▶ [Task directions] Show each line of the data below that contains the word "blurred".

[Stored items]
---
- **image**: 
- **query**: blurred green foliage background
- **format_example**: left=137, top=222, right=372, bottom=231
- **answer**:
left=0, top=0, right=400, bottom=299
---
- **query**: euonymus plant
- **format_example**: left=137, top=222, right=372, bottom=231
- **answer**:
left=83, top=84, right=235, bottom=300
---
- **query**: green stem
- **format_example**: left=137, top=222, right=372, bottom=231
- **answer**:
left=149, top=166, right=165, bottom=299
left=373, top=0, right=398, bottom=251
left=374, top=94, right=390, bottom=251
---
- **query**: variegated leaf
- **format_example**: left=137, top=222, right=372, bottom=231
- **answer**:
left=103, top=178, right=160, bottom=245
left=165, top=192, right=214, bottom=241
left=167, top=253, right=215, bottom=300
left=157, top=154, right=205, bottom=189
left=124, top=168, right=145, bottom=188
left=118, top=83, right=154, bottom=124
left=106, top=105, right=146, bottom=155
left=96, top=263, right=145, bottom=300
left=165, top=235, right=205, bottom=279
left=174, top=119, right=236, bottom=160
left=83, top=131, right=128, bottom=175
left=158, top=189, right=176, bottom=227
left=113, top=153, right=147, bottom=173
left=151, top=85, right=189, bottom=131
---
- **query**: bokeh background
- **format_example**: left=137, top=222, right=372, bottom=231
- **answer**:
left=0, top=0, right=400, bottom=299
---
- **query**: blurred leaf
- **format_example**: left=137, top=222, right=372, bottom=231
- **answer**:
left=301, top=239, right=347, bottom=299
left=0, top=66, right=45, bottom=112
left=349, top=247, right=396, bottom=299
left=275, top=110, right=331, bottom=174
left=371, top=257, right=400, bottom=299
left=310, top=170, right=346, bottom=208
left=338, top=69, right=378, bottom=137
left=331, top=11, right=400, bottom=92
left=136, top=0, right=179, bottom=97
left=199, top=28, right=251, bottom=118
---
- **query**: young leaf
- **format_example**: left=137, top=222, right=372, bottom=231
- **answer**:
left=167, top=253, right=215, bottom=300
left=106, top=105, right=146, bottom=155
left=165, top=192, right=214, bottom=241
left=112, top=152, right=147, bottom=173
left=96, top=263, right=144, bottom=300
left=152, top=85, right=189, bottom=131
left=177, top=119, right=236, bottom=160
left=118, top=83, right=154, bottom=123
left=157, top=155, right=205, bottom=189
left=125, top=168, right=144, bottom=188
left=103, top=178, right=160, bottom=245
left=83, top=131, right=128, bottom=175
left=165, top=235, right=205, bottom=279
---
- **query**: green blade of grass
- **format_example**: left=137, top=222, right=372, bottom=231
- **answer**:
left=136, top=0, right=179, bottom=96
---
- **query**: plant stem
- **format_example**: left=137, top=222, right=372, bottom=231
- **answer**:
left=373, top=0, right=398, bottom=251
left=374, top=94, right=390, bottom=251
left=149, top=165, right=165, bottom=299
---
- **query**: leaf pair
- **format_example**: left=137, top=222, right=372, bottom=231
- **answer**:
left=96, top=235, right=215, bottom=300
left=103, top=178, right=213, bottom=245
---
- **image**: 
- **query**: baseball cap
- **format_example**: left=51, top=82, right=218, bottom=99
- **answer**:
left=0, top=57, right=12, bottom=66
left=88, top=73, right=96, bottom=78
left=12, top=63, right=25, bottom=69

▶ [Exercise solution]
- **query**: blurred green foliage background
- **query**: blurred leaf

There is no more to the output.